[ASSIGNED TASK]
From the entries that follow, copy every line with the word "mounted".

── RECORDS TO PROCESS

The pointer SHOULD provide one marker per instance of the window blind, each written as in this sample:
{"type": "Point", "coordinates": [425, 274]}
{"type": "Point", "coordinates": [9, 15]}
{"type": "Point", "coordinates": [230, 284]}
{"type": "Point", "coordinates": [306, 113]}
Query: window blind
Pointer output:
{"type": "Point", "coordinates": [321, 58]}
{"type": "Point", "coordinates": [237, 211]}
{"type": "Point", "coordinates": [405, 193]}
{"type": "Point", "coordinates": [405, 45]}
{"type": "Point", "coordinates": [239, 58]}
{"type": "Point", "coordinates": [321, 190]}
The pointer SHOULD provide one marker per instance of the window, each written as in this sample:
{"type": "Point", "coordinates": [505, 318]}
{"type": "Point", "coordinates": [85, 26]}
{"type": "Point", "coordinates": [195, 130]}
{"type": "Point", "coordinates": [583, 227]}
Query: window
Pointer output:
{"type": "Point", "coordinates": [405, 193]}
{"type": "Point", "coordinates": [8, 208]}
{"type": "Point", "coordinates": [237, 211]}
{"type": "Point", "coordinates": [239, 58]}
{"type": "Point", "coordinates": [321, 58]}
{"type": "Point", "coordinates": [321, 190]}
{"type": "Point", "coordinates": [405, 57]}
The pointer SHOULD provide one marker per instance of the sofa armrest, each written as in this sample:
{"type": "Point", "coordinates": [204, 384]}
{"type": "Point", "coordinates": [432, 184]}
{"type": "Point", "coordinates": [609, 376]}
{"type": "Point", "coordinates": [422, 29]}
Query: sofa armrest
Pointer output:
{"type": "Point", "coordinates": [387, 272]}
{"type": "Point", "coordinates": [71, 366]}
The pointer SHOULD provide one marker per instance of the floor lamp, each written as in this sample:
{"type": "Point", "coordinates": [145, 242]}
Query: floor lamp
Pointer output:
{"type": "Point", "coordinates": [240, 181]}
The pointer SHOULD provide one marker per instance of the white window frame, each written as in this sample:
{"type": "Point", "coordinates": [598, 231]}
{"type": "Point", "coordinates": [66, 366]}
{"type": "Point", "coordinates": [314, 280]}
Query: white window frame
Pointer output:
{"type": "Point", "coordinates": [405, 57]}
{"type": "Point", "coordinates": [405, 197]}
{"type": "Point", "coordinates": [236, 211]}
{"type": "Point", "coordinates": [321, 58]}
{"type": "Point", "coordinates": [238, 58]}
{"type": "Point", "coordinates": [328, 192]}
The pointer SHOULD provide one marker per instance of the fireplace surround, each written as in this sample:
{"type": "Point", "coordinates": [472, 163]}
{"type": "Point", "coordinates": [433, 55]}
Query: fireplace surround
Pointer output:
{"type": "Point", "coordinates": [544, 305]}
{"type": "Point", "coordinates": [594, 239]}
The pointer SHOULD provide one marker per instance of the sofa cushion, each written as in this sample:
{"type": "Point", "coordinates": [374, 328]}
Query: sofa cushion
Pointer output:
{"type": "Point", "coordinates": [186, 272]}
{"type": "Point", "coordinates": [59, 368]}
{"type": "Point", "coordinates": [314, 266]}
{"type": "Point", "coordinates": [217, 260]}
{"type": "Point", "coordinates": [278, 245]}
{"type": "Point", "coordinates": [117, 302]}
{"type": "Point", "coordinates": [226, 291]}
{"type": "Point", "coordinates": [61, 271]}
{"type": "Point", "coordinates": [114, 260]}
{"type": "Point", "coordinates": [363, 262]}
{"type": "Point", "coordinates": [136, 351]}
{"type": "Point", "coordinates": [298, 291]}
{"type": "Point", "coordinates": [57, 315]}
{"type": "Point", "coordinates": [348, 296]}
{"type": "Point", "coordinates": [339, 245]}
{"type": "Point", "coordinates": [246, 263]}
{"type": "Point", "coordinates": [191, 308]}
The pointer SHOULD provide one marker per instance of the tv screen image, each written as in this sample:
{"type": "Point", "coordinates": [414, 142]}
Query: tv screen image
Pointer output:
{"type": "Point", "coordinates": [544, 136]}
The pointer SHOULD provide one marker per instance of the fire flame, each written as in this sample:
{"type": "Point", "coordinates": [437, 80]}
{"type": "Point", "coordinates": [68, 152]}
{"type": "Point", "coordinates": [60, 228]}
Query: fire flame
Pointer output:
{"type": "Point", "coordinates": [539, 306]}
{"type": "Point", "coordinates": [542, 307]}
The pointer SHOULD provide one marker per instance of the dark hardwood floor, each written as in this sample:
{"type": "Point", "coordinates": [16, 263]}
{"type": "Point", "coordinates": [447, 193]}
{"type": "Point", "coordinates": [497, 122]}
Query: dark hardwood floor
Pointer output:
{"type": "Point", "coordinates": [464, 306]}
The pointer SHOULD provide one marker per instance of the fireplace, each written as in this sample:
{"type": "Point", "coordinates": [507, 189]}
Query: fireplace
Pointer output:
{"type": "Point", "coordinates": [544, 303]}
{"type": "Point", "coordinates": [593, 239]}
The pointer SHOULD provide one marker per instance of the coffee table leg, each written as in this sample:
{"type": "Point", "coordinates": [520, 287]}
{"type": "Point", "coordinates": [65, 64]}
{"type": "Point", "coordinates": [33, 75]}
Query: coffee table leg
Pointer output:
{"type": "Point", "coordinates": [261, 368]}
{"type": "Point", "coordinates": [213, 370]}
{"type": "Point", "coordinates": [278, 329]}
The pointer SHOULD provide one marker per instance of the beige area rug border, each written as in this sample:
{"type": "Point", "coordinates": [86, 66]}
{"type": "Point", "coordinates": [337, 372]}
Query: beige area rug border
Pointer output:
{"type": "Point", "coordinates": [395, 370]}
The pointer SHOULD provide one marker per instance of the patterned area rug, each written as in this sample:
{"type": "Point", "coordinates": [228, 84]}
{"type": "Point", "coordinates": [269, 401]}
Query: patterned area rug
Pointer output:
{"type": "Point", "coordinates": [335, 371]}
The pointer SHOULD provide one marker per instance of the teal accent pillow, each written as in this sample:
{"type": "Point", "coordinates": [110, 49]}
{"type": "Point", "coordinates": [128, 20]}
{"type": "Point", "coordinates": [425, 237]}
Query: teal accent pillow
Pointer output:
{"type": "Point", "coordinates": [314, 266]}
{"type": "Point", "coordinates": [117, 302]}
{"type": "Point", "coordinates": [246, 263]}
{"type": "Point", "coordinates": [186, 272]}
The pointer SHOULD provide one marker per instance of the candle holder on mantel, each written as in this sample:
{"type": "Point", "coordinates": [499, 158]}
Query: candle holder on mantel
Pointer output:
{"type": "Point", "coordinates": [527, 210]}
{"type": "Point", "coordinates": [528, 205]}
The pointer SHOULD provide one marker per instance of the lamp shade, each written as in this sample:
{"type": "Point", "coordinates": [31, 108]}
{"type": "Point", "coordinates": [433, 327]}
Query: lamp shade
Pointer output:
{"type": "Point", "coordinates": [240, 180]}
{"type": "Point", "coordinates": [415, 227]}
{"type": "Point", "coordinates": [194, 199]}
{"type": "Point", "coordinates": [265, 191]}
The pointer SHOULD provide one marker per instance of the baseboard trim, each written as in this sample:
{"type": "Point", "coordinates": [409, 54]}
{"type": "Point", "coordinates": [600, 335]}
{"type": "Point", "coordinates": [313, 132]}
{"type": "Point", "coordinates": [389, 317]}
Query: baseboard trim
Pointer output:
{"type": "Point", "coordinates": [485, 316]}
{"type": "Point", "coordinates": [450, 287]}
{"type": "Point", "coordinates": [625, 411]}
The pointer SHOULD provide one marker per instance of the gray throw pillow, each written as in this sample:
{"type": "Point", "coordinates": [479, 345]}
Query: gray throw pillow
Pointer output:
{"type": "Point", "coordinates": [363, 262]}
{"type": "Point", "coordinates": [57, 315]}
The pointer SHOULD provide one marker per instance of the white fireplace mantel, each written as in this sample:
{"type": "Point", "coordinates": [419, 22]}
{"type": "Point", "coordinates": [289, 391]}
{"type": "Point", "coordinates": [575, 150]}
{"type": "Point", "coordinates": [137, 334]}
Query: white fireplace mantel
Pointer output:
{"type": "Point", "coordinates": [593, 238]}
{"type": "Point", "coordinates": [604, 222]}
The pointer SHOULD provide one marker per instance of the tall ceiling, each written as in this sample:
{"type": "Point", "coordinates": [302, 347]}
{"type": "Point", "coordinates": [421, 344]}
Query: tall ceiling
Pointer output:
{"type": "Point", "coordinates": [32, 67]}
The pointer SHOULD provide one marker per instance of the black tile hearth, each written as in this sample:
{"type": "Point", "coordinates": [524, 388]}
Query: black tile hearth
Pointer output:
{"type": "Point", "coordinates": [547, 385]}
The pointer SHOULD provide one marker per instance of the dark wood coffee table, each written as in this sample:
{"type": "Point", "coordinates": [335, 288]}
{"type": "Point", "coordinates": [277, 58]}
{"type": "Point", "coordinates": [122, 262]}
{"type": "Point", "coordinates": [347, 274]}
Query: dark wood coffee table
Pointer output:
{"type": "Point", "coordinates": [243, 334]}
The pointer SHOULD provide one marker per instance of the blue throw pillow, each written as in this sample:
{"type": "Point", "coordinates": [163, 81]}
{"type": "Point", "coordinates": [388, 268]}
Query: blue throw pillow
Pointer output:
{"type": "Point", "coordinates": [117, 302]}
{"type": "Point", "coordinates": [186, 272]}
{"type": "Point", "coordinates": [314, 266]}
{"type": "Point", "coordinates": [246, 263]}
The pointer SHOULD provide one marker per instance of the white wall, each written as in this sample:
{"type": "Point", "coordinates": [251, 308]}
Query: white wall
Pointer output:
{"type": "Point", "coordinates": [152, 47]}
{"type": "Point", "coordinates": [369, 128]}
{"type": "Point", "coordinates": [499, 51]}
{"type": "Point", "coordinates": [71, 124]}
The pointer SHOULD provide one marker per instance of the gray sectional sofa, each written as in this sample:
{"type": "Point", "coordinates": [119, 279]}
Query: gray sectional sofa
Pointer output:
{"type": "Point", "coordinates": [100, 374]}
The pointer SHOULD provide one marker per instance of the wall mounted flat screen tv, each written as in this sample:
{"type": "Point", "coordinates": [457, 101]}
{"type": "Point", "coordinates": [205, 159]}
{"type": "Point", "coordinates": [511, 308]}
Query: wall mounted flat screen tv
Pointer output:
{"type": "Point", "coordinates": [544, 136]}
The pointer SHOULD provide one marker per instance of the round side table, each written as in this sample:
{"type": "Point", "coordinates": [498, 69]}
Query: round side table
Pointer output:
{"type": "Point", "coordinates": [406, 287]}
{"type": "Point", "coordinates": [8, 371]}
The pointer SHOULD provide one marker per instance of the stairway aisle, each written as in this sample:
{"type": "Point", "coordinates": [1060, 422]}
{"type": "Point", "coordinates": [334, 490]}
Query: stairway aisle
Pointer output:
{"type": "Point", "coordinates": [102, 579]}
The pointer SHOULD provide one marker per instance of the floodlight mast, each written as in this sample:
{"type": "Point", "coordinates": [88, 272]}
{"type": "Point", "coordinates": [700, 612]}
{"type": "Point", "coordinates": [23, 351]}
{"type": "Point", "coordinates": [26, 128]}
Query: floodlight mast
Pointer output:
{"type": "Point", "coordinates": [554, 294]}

────

[YOUR SOLUTION]
The pointer SHOULD provide one marker per instance of the wall mounted flat screen tv, each written as in this sample:
Query: wall mounted flat screen tv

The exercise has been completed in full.